**Provided text**.

If you sub chicken stock for some of the cream, then add the stock first, reduce by half then add the cream, and reduce mixture to 1 or 1 1/4 cups. 
In all of these recipes,as always, the amount of chipotles would be to your own taste or to the amount you've got left over in the l'il can!


----------



## urmaniac13 (Aug 3, 2006)

Tempura!  Something you really need hefty sized prawn/shrimps, teeny ones can never do any justice making tempura.

Here is a very good recipe for batter by Ishbel.


----------



## BreezyCooking (Aug 5, 2006)

Advoca - there is virtually no shrimp recipe you can find in any cookbook or online that you can't use for shrimp that size.  In fact, extra-large or jumbo shrimp is the only size I ever buy.  They're easier to peel, easier to cook, & you get much more "bang for your buck", in my opinion.

I stuff them - or layer them - with crabmeat; layer them with mozzarella/parmesan/tomato sauce; toss them with pasta with all sorts of different ethnic sauces; steam, chill, & serve them cold with spicy cocktail sauce; steam with spices & serve them hot with melted lemon butter; steam, chill, & chop for different shrimp salads - really, the list is ENDLESS!!


----------



## Bangbang (Aug 5, 2006)

FryBoy said:
			
		

> Here's a variation that's also excellent and very easy. This serves 2 to 3 persons with normal appetites:
> 
> SCAMPI WITH GARLIC BUTTER
> 
> ...


 

Thats how I make them........I have done this with artificial crab sticks too. Yummy


----------



## advoca (Feb 23, 2007)

Thanks, everybody. But what a variety of suggestions! Oh my!

But I still have probems. They always come out very firm, almost tough. How do I keep them juicily tender? Perhaps I am cooking then for too long? 

They are huge. Over one inch thick, and bought peeled and frozen and deveined (can't get 'em any other way).


----------



## boufa06 (Feb 24, 2007)

advoca said:
			
		

> Thanks, everybody. But what a variety of suggestions! Oh my!
> 
> But I still have probems. They always come out very firm, almost tough. How do I keep them juicily tender? Perhaps I am cooking then for too long?
> 
> They are huge. Over one inch thick, and bought peeled and frozen and deveined (can't get 'em any other way).


Size is not a problem when it comes to prawns.  What I am afraid of is that the prawns might have been precooked!  If they are not pinkish, then they are uncooked, in which case, thaw them completely first before proceeding to cook them.  Peeled prawns are best cooked lightly in a sauce.  A good sauce would be sweet, sour and spicy tomato with slices of onion and prawns added to it.  Serve this dish with steamed or boiled rice.


----------

**Exercise goal**. In the shrimp cooking thread, list every username that opens a post heading, together with the date shown next to it.

**Extracted records**.

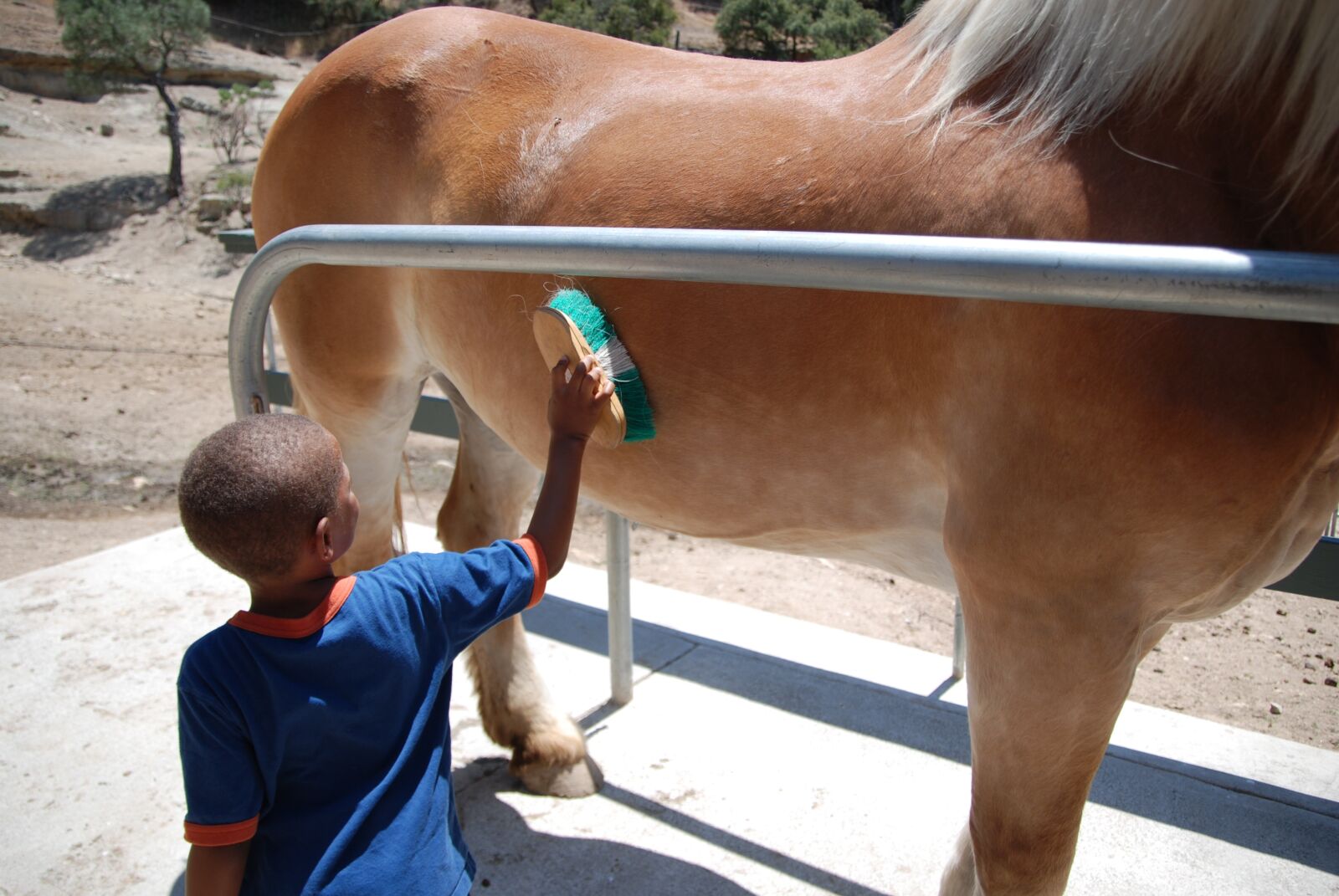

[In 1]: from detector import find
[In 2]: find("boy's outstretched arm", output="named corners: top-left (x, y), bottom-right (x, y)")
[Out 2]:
top-left (186, 840), bottom-right (250, 896)
top-left (525, 355), bottom-right (613, 576)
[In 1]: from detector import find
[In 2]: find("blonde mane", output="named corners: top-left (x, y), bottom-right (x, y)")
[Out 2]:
top-left (905, 0), bottom-right (1339, 193)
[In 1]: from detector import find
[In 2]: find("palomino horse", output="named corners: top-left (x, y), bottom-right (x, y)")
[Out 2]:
top-left (254, 0), bottom-right (1339, 893)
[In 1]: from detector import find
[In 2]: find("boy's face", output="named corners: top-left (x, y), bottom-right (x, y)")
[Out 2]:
top-left (328, 448), bottom-right (359, 560)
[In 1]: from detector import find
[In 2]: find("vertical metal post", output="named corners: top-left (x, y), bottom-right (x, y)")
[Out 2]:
top-left (604, 510), bottom-right (632, 706)
top-left (265, 314), bottom-right (279, 370)
top-left (953, 595), bottom-right (967, 680)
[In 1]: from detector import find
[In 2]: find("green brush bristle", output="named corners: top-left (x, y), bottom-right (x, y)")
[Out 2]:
top-left (549, 289), bottom-right (656, 442)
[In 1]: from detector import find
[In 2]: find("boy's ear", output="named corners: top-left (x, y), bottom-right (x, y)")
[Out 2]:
top-left (312, 517), bottom-right (335, 562)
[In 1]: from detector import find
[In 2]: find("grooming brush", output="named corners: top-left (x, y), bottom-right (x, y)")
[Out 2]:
top-left (534, 289), bottom-right (656, 448)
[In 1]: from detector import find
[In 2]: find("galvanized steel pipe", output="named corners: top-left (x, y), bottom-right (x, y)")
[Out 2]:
top-left (228, 223), bottom-right (1339, 414)
top-left (228, 225), bottom-right (1339, 703)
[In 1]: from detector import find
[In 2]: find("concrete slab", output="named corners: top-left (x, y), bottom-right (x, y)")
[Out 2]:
top-left (0, 526), bottom-right (1339, 896)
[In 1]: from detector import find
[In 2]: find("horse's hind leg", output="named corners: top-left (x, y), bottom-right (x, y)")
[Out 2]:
top-left (940, 575), bottom-right (1165, 896)
top-left (437, 377), bottom-right (601, 797)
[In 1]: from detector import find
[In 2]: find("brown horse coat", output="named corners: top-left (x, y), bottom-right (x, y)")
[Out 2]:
top-left (254, 0), bottom-right (1339, 893)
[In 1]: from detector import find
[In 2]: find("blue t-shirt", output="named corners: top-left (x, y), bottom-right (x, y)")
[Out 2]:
top-left (177, 539), bottom-right (546, 896)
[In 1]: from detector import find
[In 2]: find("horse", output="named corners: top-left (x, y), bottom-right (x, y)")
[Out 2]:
top-left (253, 0), bottom-right (1339, 894)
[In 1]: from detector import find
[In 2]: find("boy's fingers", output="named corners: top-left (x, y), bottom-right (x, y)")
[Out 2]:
top-left (549, 355), bottom-right (572, 388)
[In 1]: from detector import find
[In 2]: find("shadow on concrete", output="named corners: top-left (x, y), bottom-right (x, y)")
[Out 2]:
top-left (457, 760), bottom-right (808, 896)
top-left (525, 595), bottom-right (1339, 874)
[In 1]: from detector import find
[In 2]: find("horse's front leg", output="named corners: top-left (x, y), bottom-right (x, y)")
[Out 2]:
top-left (940, 571), bottom-right (1165, 896)
top-left (437, 377), bottom-right (603, 797)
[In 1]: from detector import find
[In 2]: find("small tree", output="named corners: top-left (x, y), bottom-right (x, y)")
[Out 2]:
top-left (56, 0), bottom-right (209, 197)
top-left (808, 0), bottom-right (888, 59)
top-left (209, 80), bottom-right (274, 165)
top-left (540, 0), bottom-right (676, 47)
top-left (716, 0), bottom-right (813, 60)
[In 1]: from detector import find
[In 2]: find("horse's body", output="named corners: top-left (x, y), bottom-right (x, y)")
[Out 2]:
top-left (254, 0), bottom-right (1339, 893)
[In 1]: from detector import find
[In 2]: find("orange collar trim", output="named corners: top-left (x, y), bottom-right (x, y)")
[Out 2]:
top-left (228, 576), bottom-right (357, 637)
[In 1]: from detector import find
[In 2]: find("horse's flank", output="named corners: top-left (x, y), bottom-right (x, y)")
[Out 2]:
top-left (254, 0), bottom-right (1339, 893)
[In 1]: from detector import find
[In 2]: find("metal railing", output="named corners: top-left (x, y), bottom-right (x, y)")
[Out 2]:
top-left (229, 225), bottom-right (1339, 702)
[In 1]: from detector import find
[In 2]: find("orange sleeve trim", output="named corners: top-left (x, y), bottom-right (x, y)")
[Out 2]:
top-left (186, 816), bottom-right (259, 847)
top-left (516, 535), bottom-right (549, 609)
top-left (228, 576), bottom-right (357, 637)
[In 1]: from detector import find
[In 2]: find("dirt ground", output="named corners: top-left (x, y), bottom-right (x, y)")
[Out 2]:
top-left (0, 16), bottom-right (1339, 750)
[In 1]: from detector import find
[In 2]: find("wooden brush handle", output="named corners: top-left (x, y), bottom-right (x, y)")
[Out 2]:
top-left (534, 305), bottom-right (628, 448)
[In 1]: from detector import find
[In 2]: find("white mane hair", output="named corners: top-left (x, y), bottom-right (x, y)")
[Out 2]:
top-left (899, 0), bottom-right (1339, 193)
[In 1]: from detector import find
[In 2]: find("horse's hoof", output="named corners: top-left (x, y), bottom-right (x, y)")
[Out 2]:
top-left (511, 755), bottom-right (604, 798)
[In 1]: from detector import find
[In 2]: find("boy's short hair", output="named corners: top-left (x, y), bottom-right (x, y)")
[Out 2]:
top-left (177, 414), bottom-right (343, 581)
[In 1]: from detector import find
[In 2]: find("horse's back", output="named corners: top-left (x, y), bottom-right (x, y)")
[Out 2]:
top-left (256, 8), bottom-right (1334, 605)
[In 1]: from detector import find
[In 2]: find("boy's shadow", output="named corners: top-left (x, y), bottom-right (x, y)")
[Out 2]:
top-left (453, 760), bottom-right (750, 896)
top-left (170, 758), bottom-right (750, 896)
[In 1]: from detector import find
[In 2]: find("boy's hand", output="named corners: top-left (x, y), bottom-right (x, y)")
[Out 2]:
top-left (549, 355), bottom-right (613, 442)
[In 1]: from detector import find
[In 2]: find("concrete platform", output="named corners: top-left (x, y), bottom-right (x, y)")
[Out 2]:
top-left (0, 526), bottom-right (1339, 896)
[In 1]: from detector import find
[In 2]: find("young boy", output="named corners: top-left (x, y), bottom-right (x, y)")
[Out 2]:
top-left (178, 356), bottom-right (613, 896)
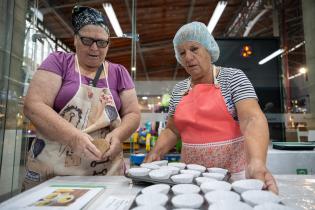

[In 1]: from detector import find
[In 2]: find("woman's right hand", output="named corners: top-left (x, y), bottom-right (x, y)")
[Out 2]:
top-left (69, 131), bottom-right (102, 160)
top-left (143, 151), bottom-right (161, 163)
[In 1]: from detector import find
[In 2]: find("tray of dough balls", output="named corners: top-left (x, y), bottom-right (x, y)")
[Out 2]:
top-left (125, 160), bottom-right (230, 186)
top-left (130, 179), bottom-right (294, 210)
top-left (126, 161), bottom-right (294, 210)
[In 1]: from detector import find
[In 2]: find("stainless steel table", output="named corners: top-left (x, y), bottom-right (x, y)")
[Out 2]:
top-left (0, 175), bottom-right (315, 210)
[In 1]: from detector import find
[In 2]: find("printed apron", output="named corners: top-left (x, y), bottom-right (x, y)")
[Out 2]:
top-left (174, 67), bottom-right (245, 179)
top-left (23, 57), bottom-right (124, 189)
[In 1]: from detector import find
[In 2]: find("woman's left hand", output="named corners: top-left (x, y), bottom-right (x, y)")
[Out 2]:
top-left (102, 132), bottom-right (122, 160)
top-left (246, 163), bottom-right (279, 194)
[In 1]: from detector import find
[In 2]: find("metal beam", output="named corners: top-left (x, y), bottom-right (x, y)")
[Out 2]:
top-left (40, 0), bottom-right (104, 14)
top-left (42, 0), bottom-right (73, 34)
top-left (110, 41), bottom-right (172, 56)
top-left (125, 0), bottom-right (150, 80)
top-left (173, 0), bottom-right (195, 80)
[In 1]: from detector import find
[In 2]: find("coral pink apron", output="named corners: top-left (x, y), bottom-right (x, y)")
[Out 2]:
top-left (23, 58), bottom-right (124, 189)
top-left (174, 67), bottom-right (245, 173)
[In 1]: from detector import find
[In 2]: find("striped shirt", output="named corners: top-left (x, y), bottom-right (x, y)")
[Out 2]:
top-left (168, 67), bottom-right (258, 120)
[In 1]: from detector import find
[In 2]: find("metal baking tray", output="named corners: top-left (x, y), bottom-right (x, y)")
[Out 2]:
top-left (125, 172), bottom-right (231, 186)
top-left (129, 189), bottom-right (285, 210)
top-left (129, 189), bottom-right (209, 210)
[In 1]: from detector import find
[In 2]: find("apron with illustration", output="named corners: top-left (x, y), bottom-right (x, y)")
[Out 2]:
top-left (174, 67), bottom-right (245, 173)
top-left (23, 57), bottom-right (124, 189)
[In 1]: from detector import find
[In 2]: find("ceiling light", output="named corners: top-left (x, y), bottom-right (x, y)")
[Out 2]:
top-left (103, 3), bottom-right (123, 37)
top-left (208, 1), bottom-right (227, 34)
top-left (299, 67), bottom-right (307, 74)
top-left (258, 49), bottom-right (284, 65)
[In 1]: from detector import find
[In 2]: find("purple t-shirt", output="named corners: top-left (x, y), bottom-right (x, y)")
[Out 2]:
top-left (38, 52), bottom-right (134, 112)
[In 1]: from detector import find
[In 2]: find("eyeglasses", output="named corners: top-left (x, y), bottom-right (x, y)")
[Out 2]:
top-left (77, 33), bottom-right (109, 48)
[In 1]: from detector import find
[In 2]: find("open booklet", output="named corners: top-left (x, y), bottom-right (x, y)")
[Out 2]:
top-left (0, 184), bottom-right (105, 210)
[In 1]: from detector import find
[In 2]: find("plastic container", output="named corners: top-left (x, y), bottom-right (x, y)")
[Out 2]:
top-left (130, 154), bottom-right (146, 166)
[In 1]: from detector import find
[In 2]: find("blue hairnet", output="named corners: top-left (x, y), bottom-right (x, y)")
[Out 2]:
top-left (173, 22), bottom-right (220, 63)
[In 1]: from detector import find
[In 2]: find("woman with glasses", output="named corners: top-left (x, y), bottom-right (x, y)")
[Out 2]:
top-left (24, 6), bottom-right (140, 189)
top-left (145, 22), bottom-right (278, 193)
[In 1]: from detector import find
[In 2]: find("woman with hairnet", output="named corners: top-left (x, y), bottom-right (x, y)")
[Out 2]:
top-left (23, 6), bottom-right (140, 189)
top-left (145, 22), bottom-right (278, 193)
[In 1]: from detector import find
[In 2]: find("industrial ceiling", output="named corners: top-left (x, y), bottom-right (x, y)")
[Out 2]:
top-left (34, 0), bottom-right (305, 80)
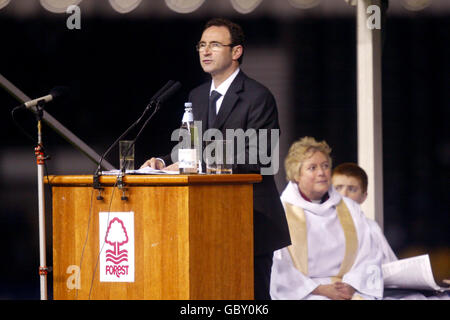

**Task output**.
- urmaniac13 (Aug 3, 2006)
- BreezyCooking (Aug 5, 2006)
- Bangbang (Aug 5, 2006)
- advoca (Feb 23, 2007)
- boufa06 (Feb 24, 2007)